### Problem to solve
Every entry must be set down exactly in the answer; no pictures should appear.
- - - -
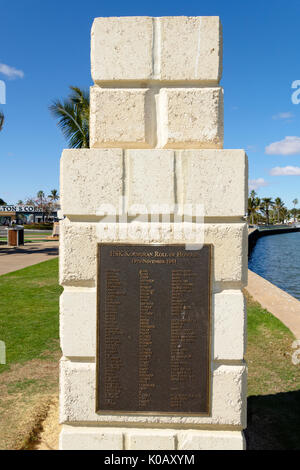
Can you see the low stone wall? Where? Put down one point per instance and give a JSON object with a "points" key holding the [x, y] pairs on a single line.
{"points": [[255, 234], [278, 302]]}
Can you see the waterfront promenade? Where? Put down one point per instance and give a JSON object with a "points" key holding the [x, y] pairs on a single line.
{"points": [[281, 304], [278, 302], [12, 259]]}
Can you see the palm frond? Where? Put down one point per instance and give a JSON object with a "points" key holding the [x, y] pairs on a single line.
{"points": [[73, 117], [1, 120]]}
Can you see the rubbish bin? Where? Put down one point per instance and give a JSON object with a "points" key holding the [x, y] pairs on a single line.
{"points": [[16, 235]]}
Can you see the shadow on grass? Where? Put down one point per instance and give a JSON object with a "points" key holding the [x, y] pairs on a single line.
{"points": [[274, 422]]}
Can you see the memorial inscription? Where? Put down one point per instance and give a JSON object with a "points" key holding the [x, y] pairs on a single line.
{"points": [[153, 334]]}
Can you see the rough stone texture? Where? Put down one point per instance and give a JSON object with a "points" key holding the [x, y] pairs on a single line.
{"points": [[149, 439], [120, 118], [218, 179], [79, 245], [191, 48], [211, 440], [150, 181], [143, 49], [77, 388], [229, 326], [191, 118], [171, 67], [87, 438], [121, 48], [78, 322], [78, 248], [85, 174], [103, 438]]}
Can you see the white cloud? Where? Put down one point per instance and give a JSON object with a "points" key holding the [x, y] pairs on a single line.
{"points": [[11, 72], [257, 184], [287, 146], [283, 116], [251, 148], [285, 171]]}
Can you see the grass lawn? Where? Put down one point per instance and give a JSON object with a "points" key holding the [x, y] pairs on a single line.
{"points": [[273, 383], [29, 382], [29, 326]]}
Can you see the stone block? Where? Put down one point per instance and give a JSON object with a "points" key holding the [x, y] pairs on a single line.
{"points": [[211, 440], [85, 174], [229, 326], [121, 117], [217, 179], [121, 49], [88, 438], [191, 48], [150, 439], [79, 245], [191, 118], [150, 181], [78, 322]]}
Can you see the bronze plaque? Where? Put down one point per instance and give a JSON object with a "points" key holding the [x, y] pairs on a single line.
{"points": [[153, 331]]}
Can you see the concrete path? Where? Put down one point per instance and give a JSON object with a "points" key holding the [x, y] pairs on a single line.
{"points": [[282, 305], [12, 259]]}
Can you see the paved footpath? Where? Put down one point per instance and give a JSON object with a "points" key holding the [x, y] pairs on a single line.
{"points": [[281, 304], [12, 259]]}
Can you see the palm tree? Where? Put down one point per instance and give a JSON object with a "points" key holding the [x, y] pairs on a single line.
{"points": [[54, 195], [73, 117], [295, 202], [253, 205], [278, 206], [1, 120], [267, 203]]}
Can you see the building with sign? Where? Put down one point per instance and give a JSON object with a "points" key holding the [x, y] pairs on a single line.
{"points": [[23, 214]]}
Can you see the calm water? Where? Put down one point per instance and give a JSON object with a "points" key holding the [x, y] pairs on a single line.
{"points": [[277, 259]]}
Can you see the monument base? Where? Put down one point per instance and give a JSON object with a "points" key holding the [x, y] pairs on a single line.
{"points": [[104, 438]]}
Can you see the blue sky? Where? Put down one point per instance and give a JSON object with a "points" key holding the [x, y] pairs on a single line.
{"points": [[48, 45]]}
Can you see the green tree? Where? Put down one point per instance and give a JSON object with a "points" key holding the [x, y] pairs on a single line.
{"points": [[54, 195], [278, 206], [1, 120], [73, 117]]}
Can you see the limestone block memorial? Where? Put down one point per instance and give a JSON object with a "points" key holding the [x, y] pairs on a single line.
{"points": [[153, 248]]}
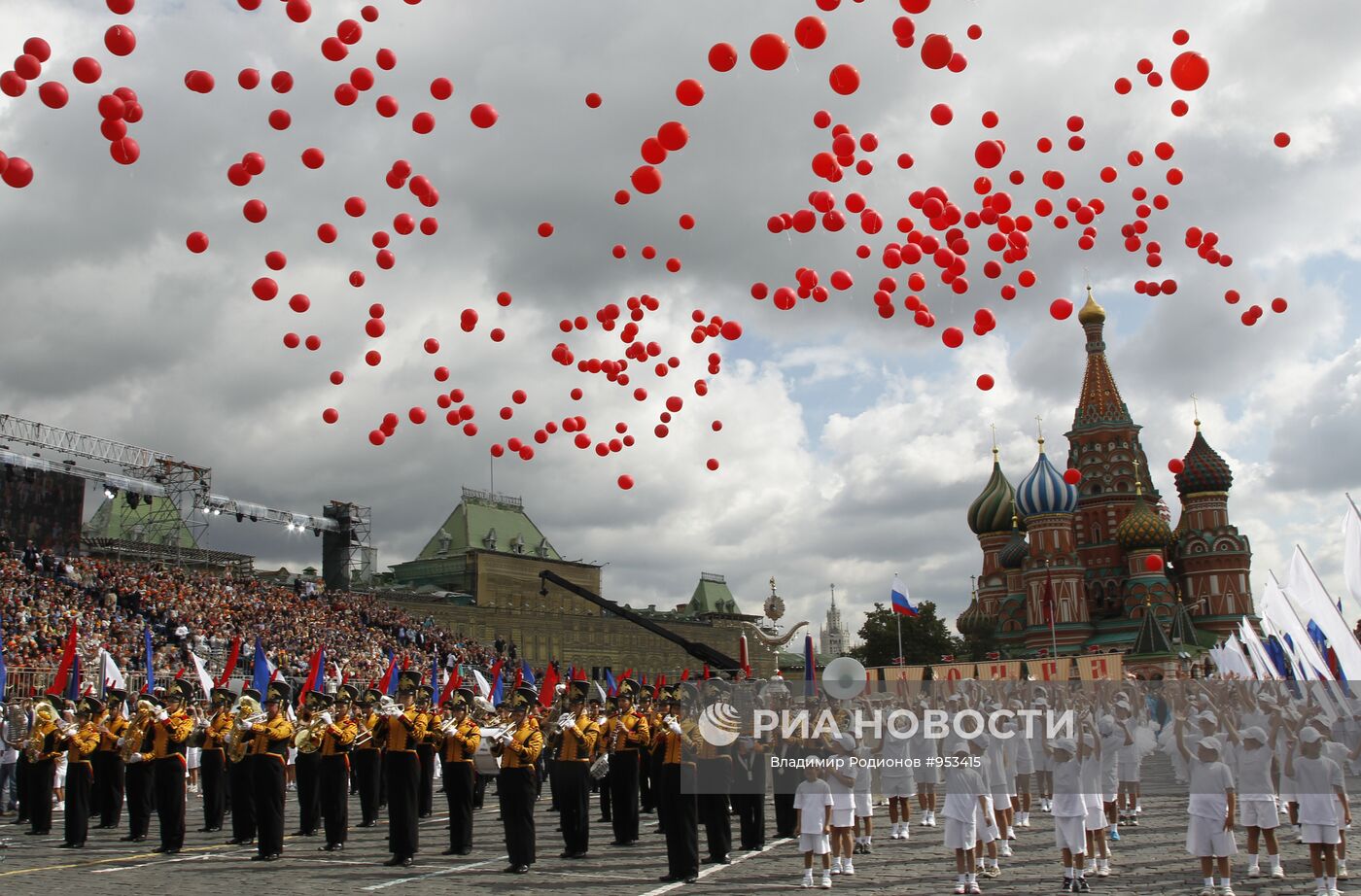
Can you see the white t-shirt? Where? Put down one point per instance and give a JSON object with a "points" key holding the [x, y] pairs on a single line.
{"points": [[813, 798], [1255, 774], [963, 786], [1210, 783], [841, 793], [1315, 789], [1067, 790]]}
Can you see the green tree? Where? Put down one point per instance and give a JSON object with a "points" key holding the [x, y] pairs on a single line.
{"points": [[925, 638]]}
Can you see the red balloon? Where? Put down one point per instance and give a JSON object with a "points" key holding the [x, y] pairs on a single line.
{"points": [[38, 50], [810, 33], [86, 70], [689, 92], [483, 116], [769, 52], [846, 79], [936, 51], [120, 40], [723, 57], [646, 180], [125, 151], [53, 94], [1190, 71], [17, 173]]}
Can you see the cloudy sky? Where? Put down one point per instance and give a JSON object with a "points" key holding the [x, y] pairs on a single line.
{"points": [[851, 445]]}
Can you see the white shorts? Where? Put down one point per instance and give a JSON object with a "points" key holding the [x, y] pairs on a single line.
{"points": [[1206, 837], [898, 784], [1259, 813], [960, 835], [1070, 834], [816, 844], [1319, 834]]}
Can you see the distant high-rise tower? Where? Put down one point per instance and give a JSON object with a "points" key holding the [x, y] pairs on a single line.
{"points": [[833, 640]]}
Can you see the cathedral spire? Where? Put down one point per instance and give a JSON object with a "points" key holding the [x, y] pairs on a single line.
{"points": [[1099, 402]]}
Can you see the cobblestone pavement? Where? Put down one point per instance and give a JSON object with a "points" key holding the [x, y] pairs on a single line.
{"points": [[1149, 859]]}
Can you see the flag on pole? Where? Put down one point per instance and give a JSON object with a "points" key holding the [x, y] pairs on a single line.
{"points": [[109, 673], [388, 683], [68, 657], [262, 670], [231, 663], [204, 678], [901, 603], [150, 663], [810, 668]]}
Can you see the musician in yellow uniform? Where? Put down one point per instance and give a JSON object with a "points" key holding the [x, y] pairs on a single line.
{"points": [[519, 749], [240, 764], [269, 741], [428, 748], [213, 760], [459, 740], [367, 759], [401, 729], [333, 780], [81, 745], [106, 789], [41, 749], [578, 733], [715, 770], [626, 735], [169, 733], [680, 741]]}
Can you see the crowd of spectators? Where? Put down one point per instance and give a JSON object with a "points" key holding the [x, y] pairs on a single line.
{"points": [[113, 603]]}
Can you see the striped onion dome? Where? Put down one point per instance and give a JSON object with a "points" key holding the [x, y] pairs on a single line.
{"points": [[1204, 469], [991, 510], [1043, 490], [1142, 529]]}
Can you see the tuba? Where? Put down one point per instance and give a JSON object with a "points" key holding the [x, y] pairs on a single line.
{"points": [[136, 731], [247, 712]]}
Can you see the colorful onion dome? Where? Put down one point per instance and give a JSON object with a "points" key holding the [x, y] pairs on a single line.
{"points": [[1043, 490], [1142, 529], [991, 510], [1204, 469]]}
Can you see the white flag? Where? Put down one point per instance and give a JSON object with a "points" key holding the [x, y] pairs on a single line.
{"points": [[109, 672], [204, 678], [1351, 555]]}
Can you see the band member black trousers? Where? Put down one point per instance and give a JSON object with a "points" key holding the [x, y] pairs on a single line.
{"points": [[516, 789]]}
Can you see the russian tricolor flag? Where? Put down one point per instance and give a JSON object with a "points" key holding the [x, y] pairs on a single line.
{"points": [[900, 599]]}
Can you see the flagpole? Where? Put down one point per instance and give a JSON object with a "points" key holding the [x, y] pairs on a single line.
{"points": [[897, 617]]}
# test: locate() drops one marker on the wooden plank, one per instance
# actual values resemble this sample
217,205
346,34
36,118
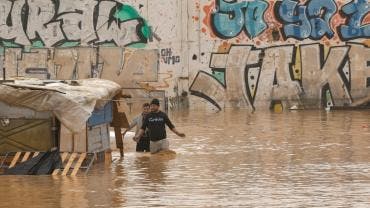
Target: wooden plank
15,159
64,156
69,164
26,156
66,140
80,141
78,164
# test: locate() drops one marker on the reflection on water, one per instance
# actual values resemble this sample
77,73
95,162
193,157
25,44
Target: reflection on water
233,158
- - - -
### Task output
Can you see the low stone wall? Where? Put down one point per instance and give a JSON object with a "points" key holding the [x, y] pairs on a single line.
{"points": [[255, 234], [278, 302]]}
Can you see the waterfront promenade? Where? Put down one point per instance and give a JSON object with a "points" key holding the [x, y] pairs on a single line.
{"points": [[281, 304], [278, 302], [12, 259]]}
Can you see the palm frond? Where? Put down one point per instance and give a JSON object with a "points" key holding the [x, y] pairs on a single line.
{"points": [[73, 117], [1, 120]]}
Can you see the rubbish bin? Where? Put down one point per instance and give a JSON object with a "points" key holding the [x, y] pairs on a single line.
{"points": [[16, 235]]}
Can you see the shadow on grass? Where? Put down one point per instance and give a JSON object with a "points" key holding the [x, y] pairs on a single line.
{"points": [[274, 422]]}
Can you see the memorial inscription? Where? Put down one point per instance and give a JSON object with a "points" key holding the [x, y] pairs on a single line.
{"points": [[153, 334]]}
Can you see the rough stone texture? Where? Put down one point per instance and give a JSON object with a "points" key holding the [x, y] pairs on a single line.
{"points": [[149, 439], [120, 118], [218, 179], [79, 245], [191, 48], [211, 440], [150, 181], [143, 49], [77, 388], [229, 326], [191, 118], [171, 67], [87, 438], [121, 48], [78, 322], [78, 248], [85, 174], [103, 438]]}
Can you see the white cloud? Where? Put down one point per instance and give a JSON object with a "points" key holding the [x, y] pairs on a single line.
{"points": [[11, 72], [257, 184], [287, 146], [283, 116], [251, 148], [285, 171]]}
Can you see the grass lawn? Where? Put down one point per instance and give a JSON object with a "points" key holding the [x, y] pairs on a single line.
{"points": [[273, 383], [29, 382], [29, 326]]}
Can you see the stone block? Where? Put down one point per instance and give a JSON object with a "points" key holding the [x, y] pairs on a single line.
{"points": [[211, 440], [85, 174], [229, 326], [121, 117], [217, 179], [121, 49], [88, 438], [191, 48], [150, 439], [79, 245], [191, 118], [150, 181], [78, 322]]}
Can you see the bronze plaque? Where? Put down one point per instance and give a JSON object with a "points" key holding the [x, y] pairs on a single line.
{"points": [[153, 331]]}
Can you see the concrete path? Where? Put down one point per instance and give a JSON object with a "points" key holding the [x, y] pairs on a single line.
{"points": [[282, 305], [12, 259]]}
Can you see the paved footpath? Where? Put down one point per instance and give a JSON object with a "points" key holding the [x, y] pairs on a single line.
{"points": [[281, 304], [12, 259]]}
Can you see the palm tree? Where? Put down one point per instance and give a JSON object with a "points" key holding the [x, y] pairs on a single line.
{"points": [[54, 195], [73, 117], [295, 202], [253, 205], [278, 206], [1, 120], [267, 203]]}
Can you see the building with sign? Where? Put down one point per instance and give a JSON object with a "points" key holding the [x, y] pairs on a single line.
{"points": [[23, 214]]}
Can you see the calm water? Where? Put down one point per instance and give a JSON object with a "points" key holding the [x, y] pairs on a single line.
{"points": [[277, 259]]}
Can you see the monument base? Where? Put down one point per instance and give a JSON object with a "points" key holding the [x, y] pairs on a single line.
{"points": [[104, 438]]}
Can you see the blue sky? Where? Put down one point per instance and give a JSON object with a "points" key holding the [x, y] pairs on a single line.
{"points": [[48, 45]]}
Can you see the green tree? Where? Put down one point per instance and give a JSON object with a "points" key holding the [x, y] pairs on a single line.
{"points": [[54, 195], [278, 206], [1, 120], [73, 117]]}
Can you see the limestone block memorial? Where? Put down one point per instance and give a JSON object with a "points" key holding the [x, y] pairs on a single line.
{"points": [[153, 248]]}
Can you see the white t-shirt? Where? Put down one point per instance and give a JSON object with a "points" key holding the [x, y] pairs on a single line.
{"points": [[813, 798], [1255, 774], [963, 786], [1210, 783], [841, 793], [1315, 789], [1067, 790]]}
Can you see the green tree? Where? Put down one point per instance and give a JSON object with a "points" key holding the [x, y] pairs on a single line.
{"points": [[925, 638]]}
Can you see the red balloon? Where? Put down one point per instance and give a JSON object with a "points" key holding the [x, y] pairs on a single line.
{"points": [[38, 50], [810, 33], [86, 70], [689, 92], [483, 116], [769, 52], [846, 79], [936, 51], [120, 40], [723, 57], [646, 180], [125, 151], [53, 94], [1190, 71], [17, 173]]}
Can you see the cloudy sky? Where? Put down one point per instance and give a JSON object with a "points" key holding the [x, y] pairs on a single line.
{"points": [[851, 445]]}
Can you see the white shorts? Where? Put down one point per instance and give a JSON object with a "points" key holding the [x, y] pairs on a single line.
{"points": [[1206, 837], [898, 784], [1259, 813], [960, 835], [1070, 834], [816, 844], [1319, 834]]}
Can you see the distant high-rise tower? Where? Put down one point per instance and give a JSON object with a "points" key holding the [x, y] pairs on a single line.
{"points": [[833, 640]]}
Can you see the cathedral spire? Where? Put down one point per instance and give a JSON object with a "points" key holding the [x, y] pairs on a single line.
{"points": [[1099, 402]]}
Can you see the cobblestone pavement? Where? Put down one point per instance and give a JSON object with a "points" key holding the [x, y] pairs on a single line.
{"points": [[1149, 859]]}
Can you see the flag on pole? Where? Put down one point per instance and give a JSON object with a "points" key holding the [x, y] pairs on a single line.
{"points": [[109, 673], [388, 683], [68, 657], [262, 670], [231, 663], [204, 678], [901, 603], [150, 663], [810, 668]]}
Can you see the musician in yellow uniform? Where? Put down one point per instance and give a JSON object with a "points" key holding the [x, y] pairs on a single line.
{"points": [[519, 749], [240, 764], [269, 741], [428, 748], [213, 760], [459, 740], [367, 759], [401, 729], [333, 780], [81, 745], [106, 789], [41, 749], [578, 733], [715, 770], [626, 735], [169, 733], [680, 741]]}
Can you see the crowd of spectators? Where? Put down one point per instance and give a JSON object with a "points" key holding the [x, y] pairs on a single line.
{"points": [[113, 603]]}
Can you see the striped onion dome? Where? Put down one point per instance and give a JSON object with a "points" key holding the [x, y] pairs on a single line.
{"points": [[1204, 469], [991, 510], [1043, 490], [1142, 529]]}
Can you see the tuba? Where? Put down one point per instance and give a JSON object with a "points" key holding the [x, y] pairs on a single line.
{"points": [[136, 731], [247, 712]]}
Can you see the colorful onion dome? Where? Put down one point per instance and give a JSON object with a "points" key holding the [x, y] pairs on a single line.
{"points": [[1043, 490], [1142, 529], [991, 510], [1204, 469]]}
Can you see the white flag? Where? Put down one point per instance and give a JSON object with a "points" key holding the [x, y] pairs on a single line.
{"points": [[109, 672], [204, 678], [1351, 555]]}
Can you see the band member black trousers? Where? Put down one point per instance and give a JSON object with a "points" key holding the [x, y] pairs on a single line.
{"points": [[516, 789]]}
Can you see the russian tricolor flag? Where? Put down one point per instance and give a JSON object with a "points" key holding the [x, y] pairs on a single line.
{"points": [[900, 599]]}
Can you see the flagpole? Where? Put down one point per instance and give a JSON object with a "points" key holding the [x, y] pairs on a single line.
{"points": [[897, 617]]}
# test: locate() drops one marker on the wooden plank, one per instance
# actual values resemble this sample
217,205
346,34
36,118
Target: wooden plank
15,159
64,156
69,164
26,156
66,140
80,141
78,164
# test: locate() drops one marker on the reflection on water, one per instance
# actual values resemble this sample
77,73
95,162
193,157
25,44
Target: reflection on water
233,158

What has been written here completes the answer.